**対象本文:**
抹茶飲んでからマラカス鳴らす

FC東京サポで鷹党のどうでしょう藩士による映画・アニメを中心とした感想ブログ

観察映画。その瞬間、その衝撃。「港町」感想

 

 どうも、抹茶マラカス (@tea_rwB)です。

 GW真っただ中ですが、Jリーグ以外特段の予定がないので気楽に過ごしています。

 今回は5/1のファーストデイを利用して見に行った想田和弘監督の観察映画第7弾となる港町の感想になります。前日に見る候補に入れている旨のTweetをしたら、想田監督にご反応いただいたので、チョロい私は当然のように劇場に向かったのでした。1日は暑かったからイメージフォーラムまでの移動で汗だくになりました…。

港町

WATCHA4.0点

Filmarks4.0点

(以下ネタバレ有り)

 1.観察映画

 想田和弘さんに関しては、著書「日本人は民主主義を捨てたがっているのか」で初めて知り、そこで提唱されていた日本人が政治を消費対象としている、的な言説に関してなるほどその通りだと感じて以降、追うようにしている映画監督さんです。 

日本人は民主主義を捨てたがっているのか? (岩波ブックレット)

日本人は民主主義を捨てたがっているのか? (岩波ブックレット)

**作業内容:** 映画「港町」の感想文から、「GW真っただ中ですが、Jリーグ以外特段の予定がないので気楽に過ごしています。」で始まり「移動で汗だくになりました…。」までの部分を、一字一句違えずに書き写してください。

保存済みデータ項目
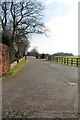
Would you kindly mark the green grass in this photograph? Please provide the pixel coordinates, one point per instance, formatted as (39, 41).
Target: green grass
(71, 56)
(16, 69)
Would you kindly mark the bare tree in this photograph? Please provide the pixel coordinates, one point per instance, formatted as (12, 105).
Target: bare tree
(22, 19)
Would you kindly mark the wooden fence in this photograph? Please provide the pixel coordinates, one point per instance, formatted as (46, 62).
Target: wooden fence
(68, 61)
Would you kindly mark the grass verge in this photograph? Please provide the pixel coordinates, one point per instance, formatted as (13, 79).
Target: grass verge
(17, 68)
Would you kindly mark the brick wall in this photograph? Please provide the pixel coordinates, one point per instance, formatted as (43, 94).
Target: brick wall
(4, 59)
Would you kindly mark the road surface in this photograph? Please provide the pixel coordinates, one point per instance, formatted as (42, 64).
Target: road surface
(42, 90)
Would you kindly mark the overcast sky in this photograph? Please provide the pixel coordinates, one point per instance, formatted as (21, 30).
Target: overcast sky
(61, 18)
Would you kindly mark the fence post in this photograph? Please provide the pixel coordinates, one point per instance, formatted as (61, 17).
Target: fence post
(71, 61)
(77, 61)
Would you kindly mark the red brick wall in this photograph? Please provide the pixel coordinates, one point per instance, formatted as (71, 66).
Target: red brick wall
(4, 59)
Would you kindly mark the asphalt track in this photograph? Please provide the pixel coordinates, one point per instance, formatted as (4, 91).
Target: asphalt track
(42, 90)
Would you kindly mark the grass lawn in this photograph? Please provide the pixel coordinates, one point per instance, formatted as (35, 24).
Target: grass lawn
(71, 56)
(17, 68)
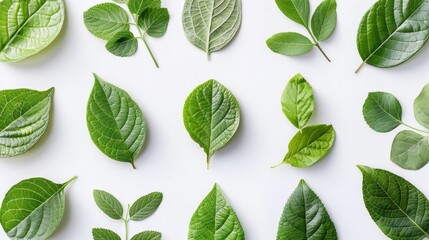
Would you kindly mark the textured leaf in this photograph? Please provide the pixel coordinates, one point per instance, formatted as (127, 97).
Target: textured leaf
(399, 209)
(297, 10)
(421, 107)
(106, 19)
(310, 145)
(24, 117)
(211, 24)
(145, 206)
(297, 101)
(148, 235)
(33, 209)
(28, 26)
(324, 20)
(410, 150)
(211, 115)
(382, 111)
(104, 234)
(154, 21)
(108, 204)
(289, 44)
(115, 122)
(392, 31)
(305, 217)
(215, 219)
(122, 44)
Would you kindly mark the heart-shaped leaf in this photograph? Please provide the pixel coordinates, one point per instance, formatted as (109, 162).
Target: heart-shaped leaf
(115, 122)
(211, 115)
(211, 24)
(33, 209)
(305, 217)
(24, 117)
(27, 27)
(215, 219)
(399, 209)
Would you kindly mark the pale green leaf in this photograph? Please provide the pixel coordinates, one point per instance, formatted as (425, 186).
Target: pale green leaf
(115, 122)
(297, 101)
(28, 26)
(33, 209)
(305, 217)
(24, 117)
(211, 24)
(215, 219)
(211, 115)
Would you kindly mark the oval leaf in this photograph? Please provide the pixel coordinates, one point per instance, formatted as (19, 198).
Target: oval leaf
(33, 209)
(215, 219)
(305, 217)
(297, 101)
(211, 24)
(115, 122)
(289, 44)
(106, 19)
(310, 145)
(421, 107)
(391, 32)
(211, 115)
(145, 206)
(410, 150)
(122, 44)
(108, 204)
(296, 10)
(104, 234)
(24, 117)
(147, 235)
(399, 209)
(324, 20)
(382, 111)
(27, 27)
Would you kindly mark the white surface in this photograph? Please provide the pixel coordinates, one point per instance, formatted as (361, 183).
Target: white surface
(172, 163)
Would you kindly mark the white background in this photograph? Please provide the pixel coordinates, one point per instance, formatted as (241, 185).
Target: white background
(172, 163)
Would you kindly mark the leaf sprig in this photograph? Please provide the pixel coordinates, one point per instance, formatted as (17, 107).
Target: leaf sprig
(322, 25)
(141, 209)
(110, 22)
(383, 113)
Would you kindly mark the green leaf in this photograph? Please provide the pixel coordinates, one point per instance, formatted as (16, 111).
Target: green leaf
(421, 107)
(115, 122)
(296, 10)
(297, 101)
(145, 206)
(289, 44)
(122, 44)
(382, 111)
(154, 21)
(27, 27)
(106, 19)
(139, 6)
(310, 145)
(147, 235)
(215, 219)
(211, 24)
(24, 117)
(324, 20)
(391, 32)
(410, 150)
(305, 217)
(104, 234)
(211, 115)
(399, 209)
(108, 204)
(33, 209)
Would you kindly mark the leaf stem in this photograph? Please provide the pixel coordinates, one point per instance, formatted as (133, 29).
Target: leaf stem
(144, 40)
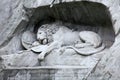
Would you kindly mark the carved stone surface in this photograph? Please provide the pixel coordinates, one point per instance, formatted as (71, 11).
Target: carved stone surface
(17, 19)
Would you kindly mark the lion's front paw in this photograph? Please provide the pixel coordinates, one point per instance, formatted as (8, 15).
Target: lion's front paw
(41, 57)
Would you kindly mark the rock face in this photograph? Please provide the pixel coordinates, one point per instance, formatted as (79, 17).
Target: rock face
(100, 16)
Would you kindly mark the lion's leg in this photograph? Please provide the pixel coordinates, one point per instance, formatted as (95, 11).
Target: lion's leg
(82, 45)
(52, 46)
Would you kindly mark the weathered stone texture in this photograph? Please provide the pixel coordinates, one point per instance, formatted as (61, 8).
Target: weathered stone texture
(13, 21)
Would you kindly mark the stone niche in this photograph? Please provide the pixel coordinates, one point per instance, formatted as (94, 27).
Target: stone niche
(79, 16)
(82, 15)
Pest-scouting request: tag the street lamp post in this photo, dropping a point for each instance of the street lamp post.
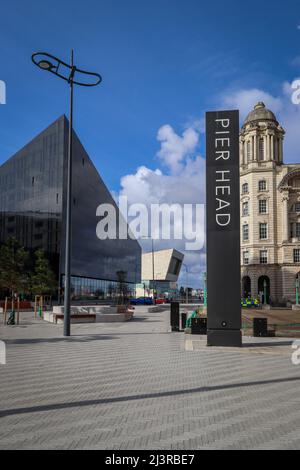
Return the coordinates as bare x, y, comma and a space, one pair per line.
205, 289
187, 283
265, 292
56, 66
153, 267
297, 290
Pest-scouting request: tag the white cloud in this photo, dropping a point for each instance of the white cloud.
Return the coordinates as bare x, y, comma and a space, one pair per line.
182, 183
296, 61
174, 149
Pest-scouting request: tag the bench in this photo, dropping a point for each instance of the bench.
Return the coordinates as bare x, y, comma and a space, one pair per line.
80, 316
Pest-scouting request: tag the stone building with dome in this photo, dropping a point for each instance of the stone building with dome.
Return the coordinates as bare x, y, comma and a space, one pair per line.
270, 210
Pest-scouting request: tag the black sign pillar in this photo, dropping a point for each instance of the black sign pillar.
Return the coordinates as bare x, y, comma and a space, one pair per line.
223, 229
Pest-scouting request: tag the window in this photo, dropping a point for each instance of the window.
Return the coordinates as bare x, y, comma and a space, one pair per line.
245, 209
245, 232
245, 188
263, 231
262, 185
263, 257
297, 256
248, 151
262, 206
246, 257
261, 150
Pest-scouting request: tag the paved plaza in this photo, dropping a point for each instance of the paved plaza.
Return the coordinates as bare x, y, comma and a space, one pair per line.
137, 386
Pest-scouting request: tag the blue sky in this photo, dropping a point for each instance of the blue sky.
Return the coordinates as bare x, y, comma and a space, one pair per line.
163, 63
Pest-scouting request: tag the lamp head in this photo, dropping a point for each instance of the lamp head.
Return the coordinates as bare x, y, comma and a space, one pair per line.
45, 65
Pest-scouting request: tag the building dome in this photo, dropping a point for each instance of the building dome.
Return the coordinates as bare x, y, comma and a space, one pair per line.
260, 113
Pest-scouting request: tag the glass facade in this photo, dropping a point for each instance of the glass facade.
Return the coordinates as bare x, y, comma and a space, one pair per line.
33, 205
98, 289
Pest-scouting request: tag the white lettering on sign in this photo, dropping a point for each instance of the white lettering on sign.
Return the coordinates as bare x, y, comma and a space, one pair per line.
223, 177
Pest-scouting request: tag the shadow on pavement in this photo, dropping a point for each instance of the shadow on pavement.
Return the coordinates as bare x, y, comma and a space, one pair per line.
72, 339
268, 344
167, 393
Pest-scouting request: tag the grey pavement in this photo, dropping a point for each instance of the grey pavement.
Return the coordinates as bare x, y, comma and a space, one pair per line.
137, 386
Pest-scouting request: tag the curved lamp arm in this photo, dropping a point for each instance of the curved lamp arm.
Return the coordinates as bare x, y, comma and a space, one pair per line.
41, 59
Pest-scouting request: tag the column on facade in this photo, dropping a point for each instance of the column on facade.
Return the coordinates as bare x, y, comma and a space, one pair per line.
255, 147
280, 149
272, 147
265, 147
242, 150
285, 218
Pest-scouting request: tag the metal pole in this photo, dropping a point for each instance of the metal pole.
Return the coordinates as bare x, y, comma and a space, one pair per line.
153, 270
67, 306
205, 290
187, 284
265, 292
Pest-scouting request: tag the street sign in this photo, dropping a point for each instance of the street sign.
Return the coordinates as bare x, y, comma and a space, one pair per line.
223, 229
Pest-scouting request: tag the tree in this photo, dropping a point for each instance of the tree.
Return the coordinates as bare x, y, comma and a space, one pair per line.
43, 281
13, 274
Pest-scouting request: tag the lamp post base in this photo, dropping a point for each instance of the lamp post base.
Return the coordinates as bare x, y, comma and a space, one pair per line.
225, 338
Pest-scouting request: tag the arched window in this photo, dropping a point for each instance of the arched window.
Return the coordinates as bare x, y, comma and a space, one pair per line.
245, 188
248, 151
261, 150
262, 185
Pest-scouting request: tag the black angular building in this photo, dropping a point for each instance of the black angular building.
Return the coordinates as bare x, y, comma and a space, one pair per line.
33, 186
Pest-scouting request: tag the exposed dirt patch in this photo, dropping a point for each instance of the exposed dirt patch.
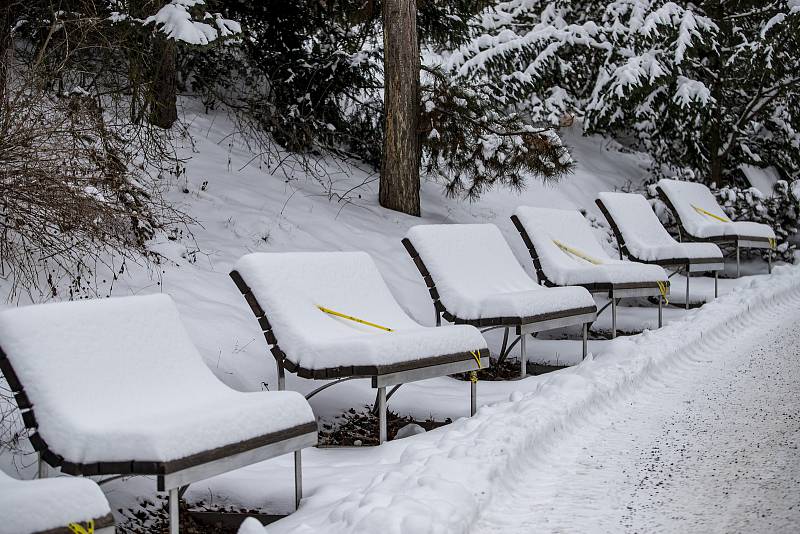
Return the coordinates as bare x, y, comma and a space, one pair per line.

**作業結果:**
GW真っただ中ですが、Jリーグ以外特段の予定がないので気楽に過ごしています。

 今回は5/1のファーストデイを利用して見に行った想田和弘監督の観察映画第7弾となる港町の感想になります。前日に見る候補に入れている旨のTweetをしたら、想田監督にご反応いただいたので、チョロい私は当然のように劇場に向かったのでした。1日は暑かったからイメージフォーラムまでの移動で汗だくになりました…。